** Begin Source data **

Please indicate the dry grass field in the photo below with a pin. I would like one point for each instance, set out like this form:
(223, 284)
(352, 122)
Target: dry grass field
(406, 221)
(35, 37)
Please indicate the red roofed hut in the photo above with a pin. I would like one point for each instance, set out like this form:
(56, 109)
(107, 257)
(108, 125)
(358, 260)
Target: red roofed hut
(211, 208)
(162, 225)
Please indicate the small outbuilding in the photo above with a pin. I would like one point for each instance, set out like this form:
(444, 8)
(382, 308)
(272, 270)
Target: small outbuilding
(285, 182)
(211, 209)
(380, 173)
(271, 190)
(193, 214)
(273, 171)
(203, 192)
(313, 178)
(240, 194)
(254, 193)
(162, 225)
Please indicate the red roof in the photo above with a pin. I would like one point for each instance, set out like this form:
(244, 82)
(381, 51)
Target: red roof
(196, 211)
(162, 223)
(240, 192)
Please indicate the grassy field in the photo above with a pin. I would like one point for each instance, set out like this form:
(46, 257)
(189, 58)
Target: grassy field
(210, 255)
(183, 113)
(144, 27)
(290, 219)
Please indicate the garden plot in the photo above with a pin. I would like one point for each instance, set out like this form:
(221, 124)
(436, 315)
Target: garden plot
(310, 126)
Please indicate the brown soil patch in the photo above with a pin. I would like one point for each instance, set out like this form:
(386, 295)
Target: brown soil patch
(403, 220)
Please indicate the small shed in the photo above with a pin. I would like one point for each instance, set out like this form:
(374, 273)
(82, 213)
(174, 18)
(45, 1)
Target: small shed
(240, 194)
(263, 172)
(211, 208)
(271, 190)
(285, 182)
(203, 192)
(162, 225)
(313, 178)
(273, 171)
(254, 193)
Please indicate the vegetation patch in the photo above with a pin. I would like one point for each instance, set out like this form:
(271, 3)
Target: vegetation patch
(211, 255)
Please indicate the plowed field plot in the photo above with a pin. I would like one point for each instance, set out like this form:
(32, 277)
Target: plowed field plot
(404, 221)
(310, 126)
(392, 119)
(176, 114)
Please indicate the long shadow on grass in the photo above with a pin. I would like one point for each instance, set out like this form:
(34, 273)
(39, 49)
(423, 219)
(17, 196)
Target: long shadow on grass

** End Source data **

◆ Task requirements
Copy out every row above, word for word and with nothing changed.

◆ Solution
Please indicate the dry grass field in the photo below with a pin. I would like one point for each instance, set out like this form:
(223, 284)
(352, 122)
Target: dry grass field
(406, 221)
(35, 37)
Please indicate the red roofed hut in the photo above with a pin. I would like one point for each instance, set out like this form:
(56, 109)
(107, 257)
(108, 125)
(358, 260)
Target: red roofed hut
(211, 208)
(162, 225)
Please indicate the small outbuilding in the photo above with a pin. I would like one point for each instance, set out like this form:
(444, 8)
(382, 308)
(272, 270)
Target: small outbuilding
(285, 182)
(211, 209)
(380, 173)
(271, 190)
(193, 214)
(273, 171)
(203, 192)
(313, 178)
(240, 194)
(254, 193)
(162, 225)
Please indicate the red roof in the photo above with a pin. I would like one point for each instance, set out like this form:
(244, 82)
(381, 51)
Target: red roof
(196, 211)
(162, 223)
(240, 192)
Please indicate the grassy field in the photo above with a pin. I would like one point for each instance, set out like this form:
(46, 257)
(189, 58)
Target: grassy field
(210, 255)
(183, 113)
(144, 27)
(290, 219)
Please indicate the garden plot in the photo above with a pin. I would like one point for each instance, set out like this form:
(221, 124)
(436, 315)
Target: garden plot
(310, 126)
Please indicate the brown soil patch in the photo above with a pin. I would like one point for each instance, set out like this form:
(386, 295)
Target: brown soil patch
(403, 220)
Please indicate the small shed in the photo above with a pin. I would like one point for each instance, set out like this form:
(374, 273)
(82, 213)
(174, 18)
(45, 1)
Target: small shed
(240, 194)
(263, 172)
(211, 208)
(271, 190)
(285, 182)
(203, 192)
(162, 225)
(313, 178)
(273, 171)
(254, 193)
Please indicate the vegetation patch in the photo above with a pin. I would like one point for each instance, set out like this form:
(271, 3)
Target: vegetation patch
(211, 255)
Please indicate the plowed field plot in the photo above with a pin. I would like one point for each instance, set out like this form:
(32, 277)
Target: plowed field plot
(404, 221)
(310, 126)
(392, 119)
(176, 114)
Please indicate the long shadow on grass in the photo above with a pin. I would like one point for each instance, set out like this form:
(34, 273)
(39, 49)
(423, 219)
(17, 196)
Target: long shadow on grass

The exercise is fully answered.